What to produce -> Write out, without any change, the lines in the material below that run from the line with "Query: small window" through the line with "Indicate a point on each instance of the rectangular", both included.
** Dataset extract follows **
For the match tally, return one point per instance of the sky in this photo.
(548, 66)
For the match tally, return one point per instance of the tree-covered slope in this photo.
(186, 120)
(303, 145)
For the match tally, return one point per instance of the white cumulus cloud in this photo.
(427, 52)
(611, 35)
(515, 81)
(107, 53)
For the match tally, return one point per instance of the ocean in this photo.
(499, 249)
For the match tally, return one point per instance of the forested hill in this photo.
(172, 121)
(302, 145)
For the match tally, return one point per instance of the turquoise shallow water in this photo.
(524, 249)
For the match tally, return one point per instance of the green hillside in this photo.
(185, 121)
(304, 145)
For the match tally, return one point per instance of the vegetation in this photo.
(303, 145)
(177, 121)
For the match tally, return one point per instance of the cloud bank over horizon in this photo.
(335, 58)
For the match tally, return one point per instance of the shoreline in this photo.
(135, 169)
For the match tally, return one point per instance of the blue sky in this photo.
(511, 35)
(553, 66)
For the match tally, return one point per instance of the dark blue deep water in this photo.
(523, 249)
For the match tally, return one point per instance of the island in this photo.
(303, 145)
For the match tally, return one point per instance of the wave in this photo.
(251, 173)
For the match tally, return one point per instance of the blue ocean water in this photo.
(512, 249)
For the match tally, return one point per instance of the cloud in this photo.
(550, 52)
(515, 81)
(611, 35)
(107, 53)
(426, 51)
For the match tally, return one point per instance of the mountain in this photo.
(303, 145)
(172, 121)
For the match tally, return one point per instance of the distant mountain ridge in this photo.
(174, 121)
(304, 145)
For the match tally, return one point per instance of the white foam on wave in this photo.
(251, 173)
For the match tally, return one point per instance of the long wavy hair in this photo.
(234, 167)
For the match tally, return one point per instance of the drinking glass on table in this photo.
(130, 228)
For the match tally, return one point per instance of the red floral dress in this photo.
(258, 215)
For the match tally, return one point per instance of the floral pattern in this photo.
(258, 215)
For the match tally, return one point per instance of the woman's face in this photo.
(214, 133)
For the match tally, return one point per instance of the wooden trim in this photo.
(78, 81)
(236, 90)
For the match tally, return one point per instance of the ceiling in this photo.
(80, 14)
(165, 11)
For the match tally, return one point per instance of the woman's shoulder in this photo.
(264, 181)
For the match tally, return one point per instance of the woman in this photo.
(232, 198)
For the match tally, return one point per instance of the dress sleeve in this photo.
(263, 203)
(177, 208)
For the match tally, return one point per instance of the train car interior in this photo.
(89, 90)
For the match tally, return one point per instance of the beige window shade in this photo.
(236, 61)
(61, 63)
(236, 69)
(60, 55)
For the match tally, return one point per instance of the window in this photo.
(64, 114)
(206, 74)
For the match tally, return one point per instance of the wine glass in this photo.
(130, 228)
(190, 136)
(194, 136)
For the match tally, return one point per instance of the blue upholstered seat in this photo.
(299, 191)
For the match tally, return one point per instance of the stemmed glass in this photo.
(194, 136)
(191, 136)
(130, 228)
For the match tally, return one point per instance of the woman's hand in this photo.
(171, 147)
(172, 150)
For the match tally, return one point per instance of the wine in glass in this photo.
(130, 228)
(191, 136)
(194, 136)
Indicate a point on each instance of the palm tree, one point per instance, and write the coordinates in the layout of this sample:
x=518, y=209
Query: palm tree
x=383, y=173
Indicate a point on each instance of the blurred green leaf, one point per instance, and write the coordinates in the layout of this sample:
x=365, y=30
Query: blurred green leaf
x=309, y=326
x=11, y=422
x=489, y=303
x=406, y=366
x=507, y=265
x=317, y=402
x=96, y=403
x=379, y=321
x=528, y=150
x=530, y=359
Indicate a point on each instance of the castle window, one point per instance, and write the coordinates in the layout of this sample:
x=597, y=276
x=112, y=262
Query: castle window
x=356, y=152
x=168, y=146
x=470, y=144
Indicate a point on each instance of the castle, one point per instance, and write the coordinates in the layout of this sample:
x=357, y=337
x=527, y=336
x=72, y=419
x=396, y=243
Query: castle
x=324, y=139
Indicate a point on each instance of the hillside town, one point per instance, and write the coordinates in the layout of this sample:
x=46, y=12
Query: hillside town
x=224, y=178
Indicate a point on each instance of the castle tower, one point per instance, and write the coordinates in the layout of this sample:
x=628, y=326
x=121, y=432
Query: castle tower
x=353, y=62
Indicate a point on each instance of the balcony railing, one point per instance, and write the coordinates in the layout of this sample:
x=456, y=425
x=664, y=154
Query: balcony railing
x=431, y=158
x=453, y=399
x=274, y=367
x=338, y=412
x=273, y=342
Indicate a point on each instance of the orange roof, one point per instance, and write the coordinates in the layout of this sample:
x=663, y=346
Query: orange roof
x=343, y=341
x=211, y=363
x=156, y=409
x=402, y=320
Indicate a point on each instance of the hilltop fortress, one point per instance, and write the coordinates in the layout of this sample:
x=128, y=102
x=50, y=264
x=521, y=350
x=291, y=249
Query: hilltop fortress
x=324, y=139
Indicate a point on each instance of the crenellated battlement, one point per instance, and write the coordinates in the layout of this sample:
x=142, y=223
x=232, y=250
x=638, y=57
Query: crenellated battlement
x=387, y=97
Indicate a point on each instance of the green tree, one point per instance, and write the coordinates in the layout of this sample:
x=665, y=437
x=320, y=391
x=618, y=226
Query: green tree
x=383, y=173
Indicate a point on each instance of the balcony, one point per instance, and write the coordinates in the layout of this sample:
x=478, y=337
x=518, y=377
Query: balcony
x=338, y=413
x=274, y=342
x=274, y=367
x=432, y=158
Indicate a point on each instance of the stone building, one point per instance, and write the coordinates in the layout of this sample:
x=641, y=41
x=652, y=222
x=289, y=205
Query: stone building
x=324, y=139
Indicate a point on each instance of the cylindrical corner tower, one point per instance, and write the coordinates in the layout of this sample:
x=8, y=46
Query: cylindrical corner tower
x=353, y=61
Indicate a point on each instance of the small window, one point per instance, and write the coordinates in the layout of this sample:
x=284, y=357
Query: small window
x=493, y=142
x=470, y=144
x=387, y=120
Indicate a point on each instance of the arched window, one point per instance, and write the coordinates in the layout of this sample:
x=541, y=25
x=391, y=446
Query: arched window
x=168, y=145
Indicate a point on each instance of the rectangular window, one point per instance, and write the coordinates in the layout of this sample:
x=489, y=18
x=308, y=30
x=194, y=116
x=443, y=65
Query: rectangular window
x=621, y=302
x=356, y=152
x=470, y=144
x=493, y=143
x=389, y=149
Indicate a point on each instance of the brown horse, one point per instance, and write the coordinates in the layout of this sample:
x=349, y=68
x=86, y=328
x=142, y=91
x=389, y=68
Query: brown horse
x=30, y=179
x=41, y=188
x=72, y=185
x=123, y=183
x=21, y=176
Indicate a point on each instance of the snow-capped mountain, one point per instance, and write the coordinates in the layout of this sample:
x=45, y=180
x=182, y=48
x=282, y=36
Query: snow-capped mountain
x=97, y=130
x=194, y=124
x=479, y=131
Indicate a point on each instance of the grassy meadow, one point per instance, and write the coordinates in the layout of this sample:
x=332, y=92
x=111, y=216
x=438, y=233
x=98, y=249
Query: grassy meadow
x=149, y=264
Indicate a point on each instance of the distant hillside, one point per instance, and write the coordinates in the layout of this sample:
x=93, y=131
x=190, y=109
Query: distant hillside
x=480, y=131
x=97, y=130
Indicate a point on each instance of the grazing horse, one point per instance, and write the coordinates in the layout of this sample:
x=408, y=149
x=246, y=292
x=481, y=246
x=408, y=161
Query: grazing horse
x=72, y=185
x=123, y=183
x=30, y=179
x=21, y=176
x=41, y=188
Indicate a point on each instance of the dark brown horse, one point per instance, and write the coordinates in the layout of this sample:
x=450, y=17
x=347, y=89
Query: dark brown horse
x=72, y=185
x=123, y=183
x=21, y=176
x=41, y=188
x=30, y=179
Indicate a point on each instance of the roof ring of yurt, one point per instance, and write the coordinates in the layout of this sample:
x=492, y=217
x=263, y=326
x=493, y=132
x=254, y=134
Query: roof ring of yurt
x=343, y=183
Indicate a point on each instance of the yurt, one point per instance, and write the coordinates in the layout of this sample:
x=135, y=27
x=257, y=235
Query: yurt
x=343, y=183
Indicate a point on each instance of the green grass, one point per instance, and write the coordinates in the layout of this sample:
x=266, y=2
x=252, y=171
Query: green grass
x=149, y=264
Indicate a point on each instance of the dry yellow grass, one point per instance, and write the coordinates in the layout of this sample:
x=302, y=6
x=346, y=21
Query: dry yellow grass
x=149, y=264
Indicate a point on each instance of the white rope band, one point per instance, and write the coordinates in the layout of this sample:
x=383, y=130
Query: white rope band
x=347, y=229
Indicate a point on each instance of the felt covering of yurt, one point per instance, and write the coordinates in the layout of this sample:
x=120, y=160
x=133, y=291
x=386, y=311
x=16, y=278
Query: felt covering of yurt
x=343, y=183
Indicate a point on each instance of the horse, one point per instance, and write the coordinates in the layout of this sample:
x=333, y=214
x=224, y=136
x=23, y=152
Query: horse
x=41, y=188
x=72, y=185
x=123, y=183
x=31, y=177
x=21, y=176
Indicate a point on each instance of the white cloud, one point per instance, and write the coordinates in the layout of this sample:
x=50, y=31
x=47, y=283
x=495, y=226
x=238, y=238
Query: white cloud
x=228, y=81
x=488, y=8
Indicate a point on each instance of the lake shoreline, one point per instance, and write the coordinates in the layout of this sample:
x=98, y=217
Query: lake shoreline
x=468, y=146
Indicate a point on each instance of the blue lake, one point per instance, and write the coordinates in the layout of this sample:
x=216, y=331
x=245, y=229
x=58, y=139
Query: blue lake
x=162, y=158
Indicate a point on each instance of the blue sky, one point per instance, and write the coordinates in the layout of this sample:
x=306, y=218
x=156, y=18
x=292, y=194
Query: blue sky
** End of Dataset extract **
Exercise result ->
Query: small window
x=493, y=142
x=470, y=144
x=387, y=120
Indicate a point on each instance of the arched window, one point per instance, and write the coordinates in the layout of this sample:
x=541, y=25
x=391, y=446
Query: arched window
x=168, y=145
Indicate a point on each instance of the rectangular window, one point per instance, and write the coordinates in the layout of this sample:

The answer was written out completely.